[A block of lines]
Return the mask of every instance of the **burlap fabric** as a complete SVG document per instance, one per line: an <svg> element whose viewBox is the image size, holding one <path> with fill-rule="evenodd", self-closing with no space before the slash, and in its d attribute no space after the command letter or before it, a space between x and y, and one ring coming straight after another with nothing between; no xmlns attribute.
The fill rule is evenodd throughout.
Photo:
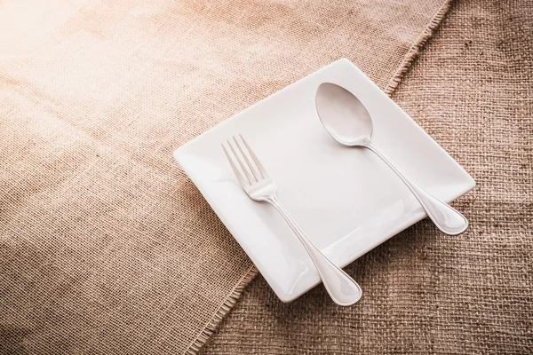
<svg viewBox="0 0 533 355"><path fill-rule="evenodd" d="M0 352L197 350L254 270L172 151L342 57L392 90L445 10L0 2Z"/></svg>
<svg viewBox="0 0 533 355"><path fill-rule="evenodd" d="M282 304L259 277L203 353L532 354L532 38L530 2L454 3L393 95L476 179L467 233L425 220L372 250L351 308L322 288Z"/></svg>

The request: Format every line above as a Markdown table with the columns "Row" and "Line", one row per line, skipping blank lines. Leave the pictures out of the table.

Solved exercise:
| Row | Line |
|---|---|
| 1 | Return the mask of every instance of the **burlap fabric** as a complete SVG document per instance, one per line: an <svg> element whose viewBox is the image size, holding one <path> with fill-rule="evenodd", self-closing with no space before the slash, and in its d attribute no space after the command letter or before it, a space between x and y, and one ring coming straight after another with nothing between; no xmlns attribute. |
| 2 | The fill rule is evenodd throughout. |
| 3 | Photo: |
| 4 | <svg viewBox="0 0 533 355"><path fill-rule="evenodd" d="M0 352L197 350L254 270L172 151L342 57L392 90L445 10L0 2Z"/></svg> |
| 5 | <svg viewBox="0 0 533 355"><path fill-rule="evenodd" d="M282 304L259 277L203 353L532 354L532 38L530 2L454 3L393 95L476 179L467 233L425 220L372 250L351 308L322 288Z"/></svg> |